Problems:
a) In the opinion piece on the Labour Party, what does the writer say Labour lost the election over?
b) Carry on the opinion piece on the Labour leadership contest from its final sentence, in the same voice.

Text extract:
═══

No individual or ‘left collective’ can withstand a sustained ruling-class war of annihilation – which is why we must gain strength by organising in our workplaces and communities, writes BILL GREENSHIELDS

ONE of the illusions peddled by every ruling class that’s ever existed is that politics is all about “strong leaders” and “great men.” Now and then they might grudgingly allow for a “great woman”…

But the capitalist class knows this is just window dressing. They know that power is class based — won (or lost) by the comparative level of determination, organisation and willingness of the contending classes to fight . 

Their level of class consciousness is high. They dominate and control their party of choice, the Tory Party.

So why is the Labour Party so obsessed with its leadership contest? It lost the election over its Brexit position, not “leadership quality” as the pundits want us to believe. 

Workers don’t trust parties that lie to them — which appeared to be all parliamentary-based parties as Labour moved increasingly into the Remain camp. 

Political organisation across the working class is low — in workplaces, trade unions, local communities and culturally. 

So the working class clearly doesn’t dominate and control the Labour Party — or want to — and many leading Labourites work hard to keep it that way. 

Working-class identity and pride stay high, but class political consciousness is generally low.  

But this isn’t a “natural” state for workers. It’s the result of four decades of harsh lessons heaped on us daily — from the defeat inflicted by Thatcher in the attacks of the ’80s, in response to our struggles of the ’70s. 

Forty years of fragmentation of our movement brought about by de-industrialisation, public spending cuts and privatisation, the debilitating effect of the anti-union laws, the unions’ retreat from collective bargaining, and the turn of many from fighting organisations to service providers, the gig economy and precarious working, the destruction and gentrification of working-class communities and the siren call of the EU to accept its illusory “protections.” 

You can add to the list of how working-class confidence, unity, determination and organisation have been deliberately and systematically undermined — including of course the class treachery of New Labour, still very much alive.

Many of the hundreds of thousands of activists who joined the Labour Party as a vehicle for change had no intention of developing working-class participation — the real vehicle for change. 

Many sought a class cuddle rather than struggle. They put Corbyn in as socialist leader of a largely unreconstructed Blairite neoliberal party — wishful thinking at best — and then tied him to the EU’s institutions of capitalism. 

Many treated the Labour Party as though it was the property of the most shallow, self-opinionated, Guardian pundit and podcaster. 

They’re still doing it, regardless of the alienation of the working class. This, if anything, is what makes Labour “unelectable.”

The Labour Party seems to be playing a competitive game of “follow my leader,” with the Tories apparently accepting that the leader is all-important.

═══

Record extracts:

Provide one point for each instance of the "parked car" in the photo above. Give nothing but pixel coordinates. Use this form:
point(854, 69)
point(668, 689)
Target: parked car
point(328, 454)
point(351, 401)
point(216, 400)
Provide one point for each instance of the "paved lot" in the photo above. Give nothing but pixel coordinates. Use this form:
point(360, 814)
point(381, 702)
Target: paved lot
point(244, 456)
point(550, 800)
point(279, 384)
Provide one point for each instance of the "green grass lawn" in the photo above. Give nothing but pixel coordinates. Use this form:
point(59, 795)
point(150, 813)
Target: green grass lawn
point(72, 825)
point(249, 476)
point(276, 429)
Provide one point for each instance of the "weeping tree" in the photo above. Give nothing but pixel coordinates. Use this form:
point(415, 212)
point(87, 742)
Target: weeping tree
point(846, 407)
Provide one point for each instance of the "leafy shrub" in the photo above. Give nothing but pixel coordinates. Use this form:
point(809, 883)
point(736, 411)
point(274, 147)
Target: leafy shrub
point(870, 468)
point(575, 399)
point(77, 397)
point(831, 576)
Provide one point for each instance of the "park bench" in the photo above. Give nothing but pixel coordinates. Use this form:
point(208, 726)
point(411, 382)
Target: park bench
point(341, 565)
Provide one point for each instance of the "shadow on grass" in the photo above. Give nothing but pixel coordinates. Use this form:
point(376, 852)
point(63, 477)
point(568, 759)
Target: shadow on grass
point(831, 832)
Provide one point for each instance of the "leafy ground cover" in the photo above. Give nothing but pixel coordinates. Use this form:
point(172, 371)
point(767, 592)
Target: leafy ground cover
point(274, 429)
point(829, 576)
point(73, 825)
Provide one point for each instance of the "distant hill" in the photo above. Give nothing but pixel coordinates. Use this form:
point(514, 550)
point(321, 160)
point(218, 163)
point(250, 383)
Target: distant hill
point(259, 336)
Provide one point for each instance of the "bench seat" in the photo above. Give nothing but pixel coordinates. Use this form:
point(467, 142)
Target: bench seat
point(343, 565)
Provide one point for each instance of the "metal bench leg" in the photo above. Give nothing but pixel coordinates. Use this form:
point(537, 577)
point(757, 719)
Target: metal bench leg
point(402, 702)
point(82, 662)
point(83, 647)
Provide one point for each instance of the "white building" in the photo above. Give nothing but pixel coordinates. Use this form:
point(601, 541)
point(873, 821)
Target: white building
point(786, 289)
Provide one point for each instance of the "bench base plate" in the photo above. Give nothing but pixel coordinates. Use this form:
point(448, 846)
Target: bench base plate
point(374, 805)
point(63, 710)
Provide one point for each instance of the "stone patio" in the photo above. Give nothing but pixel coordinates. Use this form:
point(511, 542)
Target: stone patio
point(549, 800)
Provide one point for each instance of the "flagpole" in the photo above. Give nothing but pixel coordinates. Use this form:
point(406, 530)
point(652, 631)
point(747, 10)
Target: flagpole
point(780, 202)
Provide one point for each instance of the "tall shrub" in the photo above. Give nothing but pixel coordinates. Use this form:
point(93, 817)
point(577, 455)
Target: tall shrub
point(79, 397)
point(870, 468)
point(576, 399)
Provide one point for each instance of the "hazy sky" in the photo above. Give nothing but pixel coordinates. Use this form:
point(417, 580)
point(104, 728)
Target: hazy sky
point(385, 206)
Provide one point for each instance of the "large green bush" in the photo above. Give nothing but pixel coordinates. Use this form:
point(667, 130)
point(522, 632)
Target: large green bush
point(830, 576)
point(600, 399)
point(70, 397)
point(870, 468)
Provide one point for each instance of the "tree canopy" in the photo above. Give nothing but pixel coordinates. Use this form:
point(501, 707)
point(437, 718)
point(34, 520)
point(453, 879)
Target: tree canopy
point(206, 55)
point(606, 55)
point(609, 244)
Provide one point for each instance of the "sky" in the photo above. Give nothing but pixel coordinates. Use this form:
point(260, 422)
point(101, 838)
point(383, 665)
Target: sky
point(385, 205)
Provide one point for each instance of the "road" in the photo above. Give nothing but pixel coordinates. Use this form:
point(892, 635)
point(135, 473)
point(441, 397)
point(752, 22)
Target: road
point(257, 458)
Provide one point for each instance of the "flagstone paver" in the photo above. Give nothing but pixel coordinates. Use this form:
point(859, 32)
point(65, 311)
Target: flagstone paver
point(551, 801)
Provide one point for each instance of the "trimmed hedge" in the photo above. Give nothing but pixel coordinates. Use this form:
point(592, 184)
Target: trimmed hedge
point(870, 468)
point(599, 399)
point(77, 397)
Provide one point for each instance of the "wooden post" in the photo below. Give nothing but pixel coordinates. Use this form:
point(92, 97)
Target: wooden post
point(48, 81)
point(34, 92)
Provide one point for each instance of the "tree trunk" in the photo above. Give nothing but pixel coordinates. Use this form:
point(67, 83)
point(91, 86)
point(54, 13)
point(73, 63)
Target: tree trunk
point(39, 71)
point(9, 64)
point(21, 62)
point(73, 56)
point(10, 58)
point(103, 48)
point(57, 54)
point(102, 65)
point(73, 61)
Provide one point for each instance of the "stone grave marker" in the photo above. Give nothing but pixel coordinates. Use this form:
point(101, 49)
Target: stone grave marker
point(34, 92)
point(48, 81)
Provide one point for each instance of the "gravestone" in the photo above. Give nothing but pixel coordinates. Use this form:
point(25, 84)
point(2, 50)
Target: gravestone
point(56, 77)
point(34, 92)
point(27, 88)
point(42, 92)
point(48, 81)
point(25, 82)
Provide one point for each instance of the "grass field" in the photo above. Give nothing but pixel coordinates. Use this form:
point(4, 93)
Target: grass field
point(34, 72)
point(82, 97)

═══

Results in order:
a) Its Brexit position, not "leadership quality."

b)
This game ignores the fact that the Labour Party, if it is not led politically, organisationally and practically by the organised working class, is not capable of achieving even reformist change — let alone socialism. 

No individual or “left collective” can substitute or withstand a sustained capitalist ruling-class war of annihilation against even the sniff of a possible left government, such as that we saw in embryonic form in the run-up to the election. 

Whoever is the “Corbyn continuity” figure would be subject to “continuity” character-assassination, lies, smears and libels — and if and when necessary, “anti-extremist” legislation, including those of treachery and sedition. 

Wherever British ruling-class economic or political authority is threatened anywhere in the world, it has responded in this way — and with the use of varying degrees of force and violence. 

Why assume they would act any differently at home from how they act abroad?

Which individual Labour leader could fend all this off? With what clever manoeuvre? Using what parliamentary procedure? Which debating device? Which smart parliamentary answers? Which well-drafted white paper? What kind of self-righteous cross-parliamentary group? Which media intervention? What unexpected twist in the Commons timetable would be the thing upon which the entire capitalist class and state machine would founder and die? 

There is no such thing of course.

That’s why Tony Blair won the “If you can’t beat them…” neoliberal line in the PLP and much of the Labour Party. 

He certainly believed he was a “great man,” but knew he needed the capitalist class — and they needed him at the time. He despised the working class.

Some of the would-be leaders don’t despise us, though. In fact, some of their best friends are working class. 

But do they see that the future of socialism in Britain lies in the hands of the working class — not those of parliamentary leftists? 

The only possible socialist leadership is a class-conscious, united, organised and determined working class. 

As conscious, organised and determined as the capitalist class is to destroy socialist politics and economics — in or outside Parliament, in Britain or anywhere else. 

The job of any Labour leader should be to support the organised working class and to encourage its political dominance — not just to expect its compliance with whatever the Labour Party says.

It is the challenge of our time to build such a movement — and it can be done. 

It doesn’t need some clever academic treatise. It’s just this: the hundreds of thousands of socialists in the movement need to stop looking inwards at ourselves, to stop being obsesses with leaders and factions, and turn outwards to the people who have been long alienated and deliberately isolated by the political system. 

To hear their real fears, ambitions, needs, wants and demands and put them in the driving seat to pull those demands together — developing real class strategy and action for achieving them, both inside and, even more importantly, outside of Parliament

We need to turn all our efforts to building in workplaces and in whatever collectives of the gig economy we can muster, and in our cash-strapped communities — putting down deep roots in every village, town and city, and in all trade-union memberships, and recruiting people mentally and physically to the working-class movement.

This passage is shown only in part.